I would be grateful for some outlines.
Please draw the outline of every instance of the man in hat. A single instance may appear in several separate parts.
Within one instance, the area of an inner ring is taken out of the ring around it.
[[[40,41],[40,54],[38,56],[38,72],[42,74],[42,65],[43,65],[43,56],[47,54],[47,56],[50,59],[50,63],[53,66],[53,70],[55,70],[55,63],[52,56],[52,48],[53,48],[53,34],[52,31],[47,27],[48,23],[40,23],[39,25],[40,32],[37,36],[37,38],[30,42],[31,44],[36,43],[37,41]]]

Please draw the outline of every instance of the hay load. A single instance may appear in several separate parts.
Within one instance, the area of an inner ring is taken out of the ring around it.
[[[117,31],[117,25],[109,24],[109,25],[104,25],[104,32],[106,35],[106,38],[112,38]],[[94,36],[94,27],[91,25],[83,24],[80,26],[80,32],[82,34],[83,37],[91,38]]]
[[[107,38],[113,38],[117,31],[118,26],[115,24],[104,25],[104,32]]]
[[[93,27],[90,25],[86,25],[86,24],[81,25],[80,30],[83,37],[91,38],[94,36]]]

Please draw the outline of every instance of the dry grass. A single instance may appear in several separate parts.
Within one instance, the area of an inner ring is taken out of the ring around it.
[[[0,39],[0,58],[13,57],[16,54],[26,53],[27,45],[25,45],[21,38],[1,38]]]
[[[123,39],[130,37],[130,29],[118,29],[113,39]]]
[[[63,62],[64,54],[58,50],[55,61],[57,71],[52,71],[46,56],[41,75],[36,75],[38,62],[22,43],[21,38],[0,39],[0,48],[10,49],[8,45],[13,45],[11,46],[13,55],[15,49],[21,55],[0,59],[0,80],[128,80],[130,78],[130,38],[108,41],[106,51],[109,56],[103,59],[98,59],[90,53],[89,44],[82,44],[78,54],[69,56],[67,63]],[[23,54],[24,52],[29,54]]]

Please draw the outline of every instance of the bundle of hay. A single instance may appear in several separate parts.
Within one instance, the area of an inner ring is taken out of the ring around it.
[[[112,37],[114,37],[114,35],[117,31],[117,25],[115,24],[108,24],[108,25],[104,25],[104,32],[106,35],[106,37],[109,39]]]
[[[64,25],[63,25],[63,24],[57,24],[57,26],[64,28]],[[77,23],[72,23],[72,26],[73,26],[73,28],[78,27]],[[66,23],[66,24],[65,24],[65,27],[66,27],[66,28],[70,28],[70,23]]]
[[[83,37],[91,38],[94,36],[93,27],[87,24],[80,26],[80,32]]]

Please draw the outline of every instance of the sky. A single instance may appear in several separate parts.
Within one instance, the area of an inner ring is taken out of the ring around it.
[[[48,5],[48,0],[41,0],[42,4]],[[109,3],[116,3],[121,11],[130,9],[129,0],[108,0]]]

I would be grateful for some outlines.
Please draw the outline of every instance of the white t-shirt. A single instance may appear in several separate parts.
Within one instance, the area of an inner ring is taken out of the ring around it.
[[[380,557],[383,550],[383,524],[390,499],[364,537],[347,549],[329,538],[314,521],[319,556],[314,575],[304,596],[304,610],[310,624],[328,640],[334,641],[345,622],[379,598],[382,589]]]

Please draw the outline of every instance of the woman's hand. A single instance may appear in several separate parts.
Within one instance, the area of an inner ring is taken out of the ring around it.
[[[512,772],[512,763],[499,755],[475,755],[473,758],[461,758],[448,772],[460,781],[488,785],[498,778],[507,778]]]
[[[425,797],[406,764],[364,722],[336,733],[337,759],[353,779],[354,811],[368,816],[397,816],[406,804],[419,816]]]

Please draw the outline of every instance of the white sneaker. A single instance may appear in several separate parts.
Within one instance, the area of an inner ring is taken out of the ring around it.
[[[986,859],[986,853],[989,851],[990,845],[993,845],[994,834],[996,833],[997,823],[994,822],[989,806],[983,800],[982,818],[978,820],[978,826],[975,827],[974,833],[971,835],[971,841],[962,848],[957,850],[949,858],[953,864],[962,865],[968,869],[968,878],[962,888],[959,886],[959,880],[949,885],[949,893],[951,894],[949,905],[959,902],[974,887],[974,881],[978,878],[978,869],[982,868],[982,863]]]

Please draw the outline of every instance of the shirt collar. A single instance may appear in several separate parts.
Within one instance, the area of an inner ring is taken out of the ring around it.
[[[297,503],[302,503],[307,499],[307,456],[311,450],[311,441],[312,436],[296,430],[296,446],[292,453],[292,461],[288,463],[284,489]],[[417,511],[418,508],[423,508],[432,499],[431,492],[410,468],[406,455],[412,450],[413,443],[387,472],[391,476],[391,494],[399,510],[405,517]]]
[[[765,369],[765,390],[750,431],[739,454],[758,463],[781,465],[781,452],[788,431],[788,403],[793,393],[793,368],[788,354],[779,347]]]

## What you have to do
Rewrite the lines from the one containing "Please draw the outline of every instance of the dry" through the one containing "[[[123,39],[130,37],[130,29],[118,29],[113,39]]]", swapping "dry grass" for "withered grass" and leaving everything else unchanged.

## Result
Please draw the outline of every instance of the withered grass. A single instance may appear in several separate parts.
Within one instance, the area of an inner ring is taken out of the ring around it.
[[[0,39],[0,58],[13,57],[16,54],[26,53],[27,45],[25,45],[21,38],[1,38]]]
[[[123,39],[130,37],[130,29],[118,29],[113,39]]]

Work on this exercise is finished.